Content starts

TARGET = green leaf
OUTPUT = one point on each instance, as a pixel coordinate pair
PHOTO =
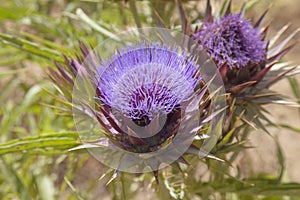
(14, 179)
(30, 47)
(44, 143)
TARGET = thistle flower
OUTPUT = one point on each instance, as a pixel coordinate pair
(238, 48)
(149, 99)
(232, 41)
(246, 62)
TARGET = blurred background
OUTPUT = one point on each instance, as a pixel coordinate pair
(36, 32)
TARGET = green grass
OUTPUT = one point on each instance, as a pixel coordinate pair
(36, 131)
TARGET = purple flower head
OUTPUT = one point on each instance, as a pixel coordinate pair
(145, 80)
(232, 40)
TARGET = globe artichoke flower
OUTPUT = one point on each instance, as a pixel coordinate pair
(143, 107)
(247, 62)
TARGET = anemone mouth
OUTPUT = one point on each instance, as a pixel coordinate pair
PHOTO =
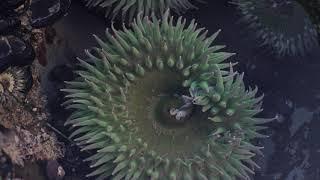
(283, 26)
(158, 102)
(149, 103)
(12, 80)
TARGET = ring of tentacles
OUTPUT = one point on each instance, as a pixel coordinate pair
(157, 101)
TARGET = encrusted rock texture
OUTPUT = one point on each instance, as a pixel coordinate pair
(27, 136)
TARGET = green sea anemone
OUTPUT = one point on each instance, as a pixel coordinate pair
(12, 84)
(158, 102)
(312, 7)
(283, 26)
(130, 8)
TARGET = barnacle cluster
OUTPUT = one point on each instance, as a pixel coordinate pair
(283, 26)
(131, 8)
(158, 102)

Content ends

> _Problem statement_
Search the data for "TARGET" and list every line in which it occurs.

> _Answer for the task_
TARGET = green leaf
TARGET = thistle flower
TARGET = blurred background
TARGET = green grass
TARGET = purple flower head
TARGET = globe artichoke flower
TARGET = anemone mouth
TARGET = ring of tentacles
TARGET = encrusted rock texture
TARGET = green sea anemone
TARGET = barnacle cluster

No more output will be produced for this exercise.